*** Records Section Begins ***
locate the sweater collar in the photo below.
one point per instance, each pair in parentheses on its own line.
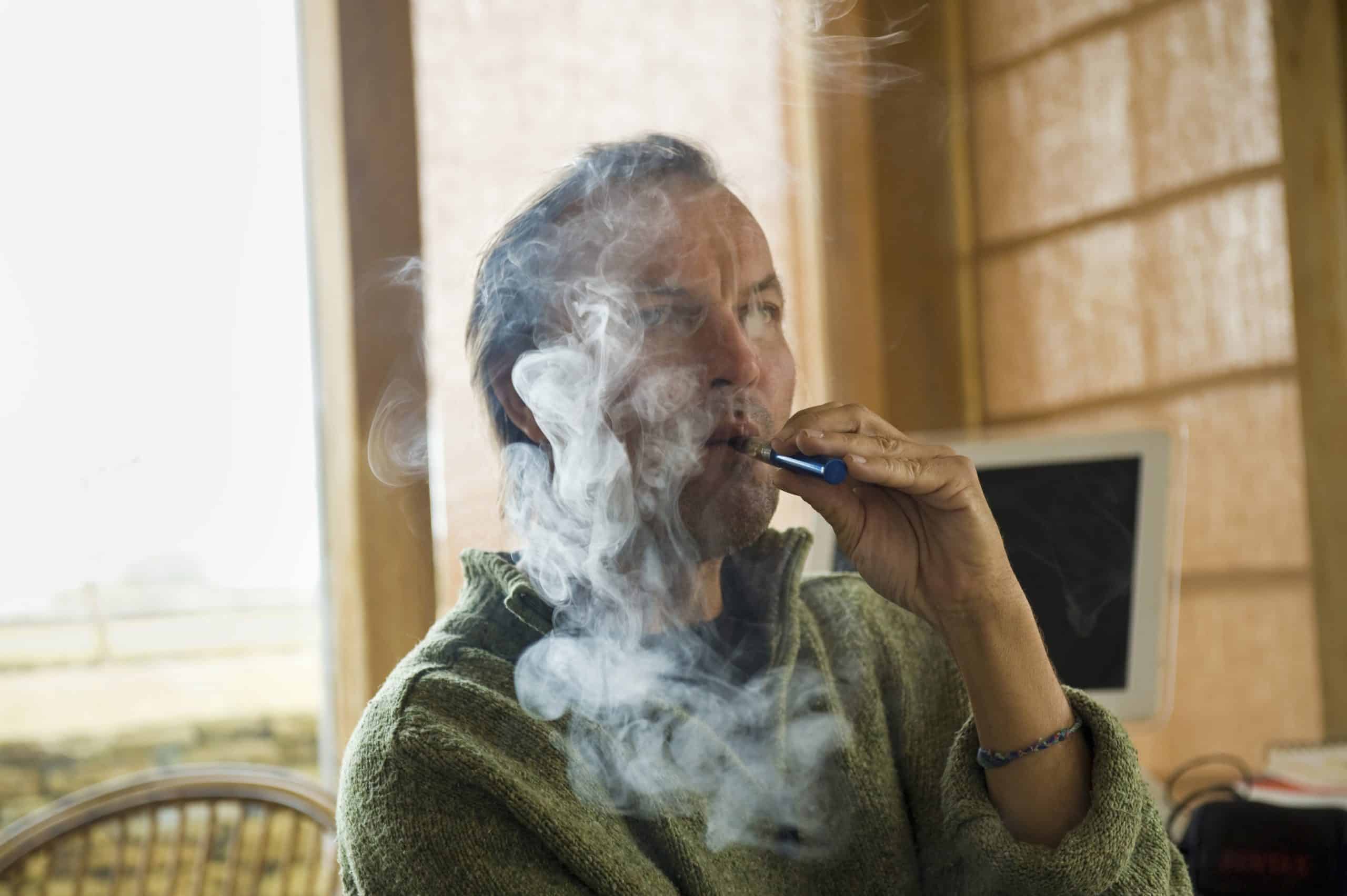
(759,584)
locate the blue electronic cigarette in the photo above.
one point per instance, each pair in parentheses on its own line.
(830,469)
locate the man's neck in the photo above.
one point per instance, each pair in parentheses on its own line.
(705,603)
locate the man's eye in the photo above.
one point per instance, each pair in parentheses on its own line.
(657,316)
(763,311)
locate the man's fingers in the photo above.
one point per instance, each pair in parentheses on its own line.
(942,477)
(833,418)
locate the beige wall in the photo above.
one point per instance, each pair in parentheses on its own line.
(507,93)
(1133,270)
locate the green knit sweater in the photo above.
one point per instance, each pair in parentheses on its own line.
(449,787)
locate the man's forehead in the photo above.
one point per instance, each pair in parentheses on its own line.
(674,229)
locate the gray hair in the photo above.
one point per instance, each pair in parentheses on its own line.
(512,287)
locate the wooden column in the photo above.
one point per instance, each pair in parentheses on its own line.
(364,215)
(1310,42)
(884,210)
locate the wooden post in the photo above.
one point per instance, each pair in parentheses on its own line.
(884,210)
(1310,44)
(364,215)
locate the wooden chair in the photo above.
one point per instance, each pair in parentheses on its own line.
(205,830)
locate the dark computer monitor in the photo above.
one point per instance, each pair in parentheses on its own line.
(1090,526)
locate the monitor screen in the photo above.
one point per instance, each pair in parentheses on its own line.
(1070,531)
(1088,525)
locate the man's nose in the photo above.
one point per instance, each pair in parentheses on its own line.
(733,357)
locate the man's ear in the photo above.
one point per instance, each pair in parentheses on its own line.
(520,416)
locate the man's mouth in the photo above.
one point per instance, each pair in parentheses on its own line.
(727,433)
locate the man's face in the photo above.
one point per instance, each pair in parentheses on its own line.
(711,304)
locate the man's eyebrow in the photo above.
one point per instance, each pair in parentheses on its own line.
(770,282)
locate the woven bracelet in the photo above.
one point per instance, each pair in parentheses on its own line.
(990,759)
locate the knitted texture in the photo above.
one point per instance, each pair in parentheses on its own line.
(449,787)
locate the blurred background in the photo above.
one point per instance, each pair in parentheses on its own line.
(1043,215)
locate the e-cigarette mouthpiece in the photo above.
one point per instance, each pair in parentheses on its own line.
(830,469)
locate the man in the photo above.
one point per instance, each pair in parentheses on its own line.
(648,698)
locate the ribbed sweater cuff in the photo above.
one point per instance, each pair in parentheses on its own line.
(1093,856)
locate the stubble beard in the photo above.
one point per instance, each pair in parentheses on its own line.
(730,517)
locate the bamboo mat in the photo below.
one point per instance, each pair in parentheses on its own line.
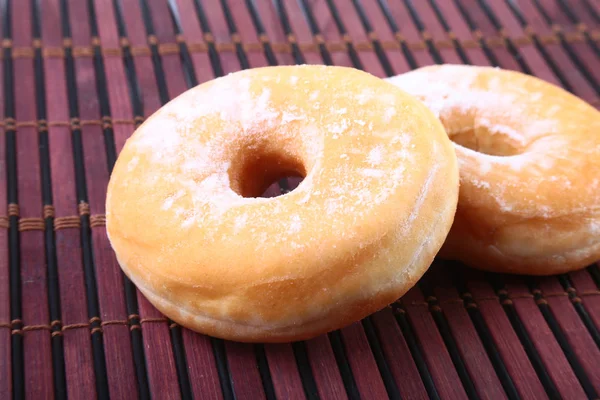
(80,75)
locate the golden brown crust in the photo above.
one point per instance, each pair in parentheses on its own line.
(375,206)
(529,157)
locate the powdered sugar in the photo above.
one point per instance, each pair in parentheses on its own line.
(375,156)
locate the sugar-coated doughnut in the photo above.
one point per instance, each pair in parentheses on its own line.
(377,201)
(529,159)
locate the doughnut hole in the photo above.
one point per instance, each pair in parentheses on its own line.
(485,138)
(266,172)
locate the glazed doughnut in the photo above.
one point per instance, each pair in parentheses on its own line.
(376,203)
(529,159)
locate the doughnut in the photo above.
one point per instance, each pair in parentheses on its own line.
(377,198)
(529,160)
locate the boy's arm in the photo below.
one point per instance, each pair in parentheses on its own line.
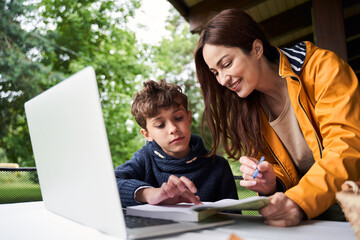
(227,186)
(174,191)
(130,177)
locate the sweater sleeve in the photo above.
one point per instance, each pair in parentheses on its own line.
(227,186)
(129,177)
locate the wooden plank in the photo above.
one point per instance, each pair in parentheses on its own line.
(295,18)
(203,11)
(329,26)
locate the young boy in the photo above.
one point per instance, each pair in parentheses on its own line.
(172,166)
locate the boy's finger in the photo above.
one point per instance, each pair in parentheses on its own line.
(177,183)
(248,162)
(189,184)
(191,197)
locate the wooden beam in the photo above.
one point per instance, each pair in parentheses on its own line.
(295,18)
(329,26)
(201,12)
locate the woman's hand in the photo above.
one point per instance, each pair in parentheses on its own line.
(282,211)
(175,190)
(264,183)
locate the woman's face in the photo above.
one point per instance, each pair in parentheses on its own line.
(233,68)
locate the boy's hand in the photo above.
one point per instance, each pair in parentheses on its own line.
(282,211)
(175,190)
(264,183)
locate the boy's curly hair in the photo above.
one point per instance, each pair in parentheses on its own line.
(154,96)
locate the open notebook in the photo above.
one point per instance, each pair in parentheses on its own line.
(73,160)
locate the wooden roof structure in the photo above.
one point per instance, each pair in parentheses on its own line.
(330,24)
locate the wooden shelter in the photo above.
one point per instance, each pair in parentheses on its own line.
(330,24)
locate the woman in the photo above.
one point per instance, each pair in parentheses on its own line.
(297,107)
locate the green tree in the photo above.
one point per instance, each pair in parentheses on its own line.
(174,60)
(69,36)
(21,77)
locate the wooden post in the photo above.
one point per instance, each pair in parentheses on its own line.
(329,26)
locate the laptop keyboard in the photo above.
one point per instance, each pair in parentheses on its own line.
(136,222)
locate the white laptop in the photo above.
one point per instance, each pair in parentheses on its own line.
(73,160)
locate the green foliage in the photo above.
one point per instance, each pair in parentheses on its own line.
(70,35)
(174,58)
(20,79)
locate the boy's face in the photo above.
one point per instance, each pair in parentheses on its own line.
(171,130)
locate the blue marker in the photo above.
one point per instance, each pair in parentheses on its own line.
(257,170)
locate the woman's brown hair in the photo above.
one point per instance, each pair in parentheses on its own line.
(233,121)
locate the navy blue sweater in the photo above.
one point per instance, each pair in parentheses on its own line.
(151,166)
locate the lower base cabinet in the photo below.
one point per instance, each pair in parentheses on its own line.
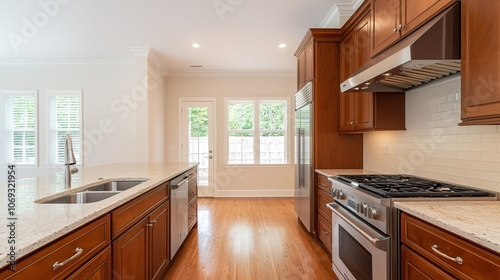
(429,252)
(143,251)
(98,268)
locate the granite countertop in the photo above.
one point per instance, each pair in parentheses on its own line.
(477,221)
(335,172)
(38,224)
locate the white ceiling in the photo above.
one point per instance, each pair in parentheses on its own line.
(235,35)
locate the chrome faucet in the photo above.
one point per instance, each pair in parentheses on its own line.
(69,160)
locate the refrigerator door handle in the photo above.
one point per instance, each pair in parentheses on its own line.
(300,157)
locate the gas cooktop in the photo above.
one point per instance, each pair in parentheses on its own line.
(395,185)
*** Records Section Ends ***
*** Records Section Begins ***
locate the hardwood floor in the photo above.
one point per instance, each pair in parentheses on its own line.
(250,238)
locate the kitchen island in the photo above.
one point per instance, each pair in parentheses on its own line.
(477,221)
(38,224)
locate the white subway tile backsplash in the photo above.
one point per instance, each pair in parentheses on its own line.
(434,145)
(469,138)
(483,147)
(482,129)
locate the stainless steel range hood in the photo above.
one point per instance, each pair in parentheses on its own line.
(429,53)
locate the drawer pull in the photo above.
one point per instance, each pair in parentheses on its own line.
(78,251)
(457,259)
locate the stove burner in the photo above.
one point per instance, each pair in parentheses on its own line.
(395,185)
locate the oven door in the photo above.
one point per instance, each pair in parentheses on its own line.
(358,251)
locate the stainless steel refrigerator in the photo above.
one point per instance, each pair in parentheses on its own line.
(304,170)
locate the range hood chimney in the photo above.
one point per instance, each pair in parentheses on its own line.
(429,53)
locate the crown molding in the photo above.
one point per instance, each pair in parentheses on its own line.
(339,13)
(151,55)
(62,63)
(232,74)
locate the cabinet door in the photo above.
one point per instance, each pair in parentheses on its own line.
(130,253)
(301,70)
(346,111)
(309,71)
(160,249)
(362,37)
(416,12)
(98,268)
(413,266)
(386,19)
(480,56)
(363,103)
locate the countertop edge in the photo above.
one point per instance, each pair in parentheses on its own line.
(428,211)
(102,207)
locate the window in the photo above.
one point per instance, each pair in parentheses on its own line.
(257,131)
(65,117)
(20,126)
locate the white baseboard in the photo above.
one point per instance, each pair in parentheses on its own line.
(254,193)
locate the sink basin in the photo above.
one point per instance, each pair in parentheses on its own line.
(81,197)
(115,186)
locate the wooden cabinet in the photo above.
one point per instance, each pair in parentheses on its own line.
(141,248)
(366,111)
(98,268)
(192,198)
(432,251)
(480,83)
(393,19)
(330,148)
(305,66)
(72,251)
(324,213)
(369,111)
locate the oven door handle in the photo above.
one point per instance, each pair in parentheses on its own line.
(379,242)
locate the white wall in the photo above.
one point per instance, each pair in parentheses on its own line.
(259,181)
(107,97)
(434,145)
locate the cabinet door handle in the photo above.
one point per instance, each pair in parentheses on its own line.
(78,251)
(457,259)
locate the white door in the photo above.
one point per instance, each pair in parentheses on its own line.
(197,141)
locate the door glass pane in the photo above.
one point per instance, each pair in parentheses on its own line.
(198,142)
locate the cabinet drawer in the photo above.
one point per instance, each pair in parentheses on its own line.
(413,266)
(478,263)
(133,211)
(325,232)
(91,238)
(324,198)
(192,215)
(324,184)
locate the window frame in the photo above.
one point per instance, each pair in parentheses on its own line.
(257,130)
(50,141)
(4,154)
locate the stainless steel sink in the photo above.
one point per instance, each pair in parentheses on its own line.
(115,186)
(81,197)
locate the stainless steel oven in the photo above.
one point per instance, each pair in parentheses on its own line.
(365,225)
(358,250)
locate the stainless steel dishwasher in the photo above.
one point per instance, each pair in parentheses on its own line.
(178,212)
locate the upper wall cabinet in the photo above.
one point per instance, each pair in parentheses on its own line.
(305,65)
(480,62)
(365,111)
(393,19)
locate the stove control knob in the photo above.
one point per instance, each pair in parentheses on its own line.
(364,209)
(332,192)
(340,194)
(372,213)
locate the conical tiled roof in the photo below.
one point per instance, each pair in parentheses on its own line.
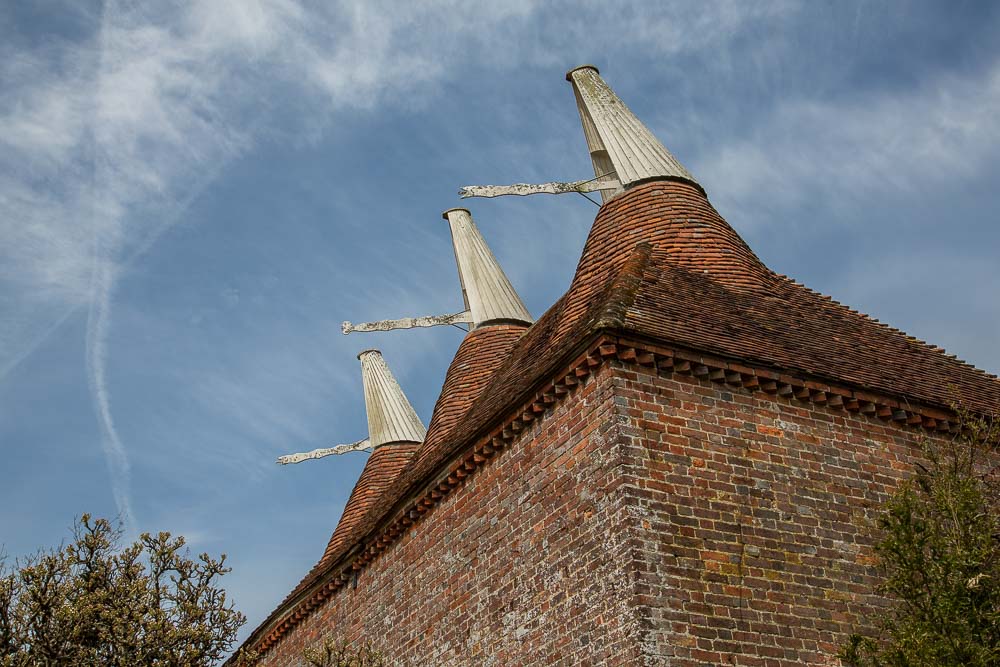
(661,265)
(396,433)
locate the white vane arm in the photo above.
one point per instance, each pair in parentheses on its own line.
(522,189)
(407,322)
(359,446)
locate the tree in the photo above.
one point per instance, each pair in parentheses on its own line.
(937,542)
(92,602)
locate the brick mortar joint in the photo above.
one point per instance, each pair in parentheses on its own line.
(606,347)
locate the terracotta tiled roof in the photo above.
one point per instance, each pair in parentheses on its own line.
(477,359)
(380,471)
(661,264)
*** Records Section Ends ***
◆ **What to work on**
Write out exactly the lines above between the line with "locate the hardwood floor in the photo above." and the line with "locate the white subway", inclusive, and nothing beyond them.

◆ **Answer to this task**
locate the hardwood floor in the photo above.
one point per instance, each pair in parentheses on its own line.
(250,238)
locate the kitchen island in the photo above.
one point per instance, each pair in parentheses on its own line.
(477,221)
(38,224)
locate the white subway tile backsplash in the photo above.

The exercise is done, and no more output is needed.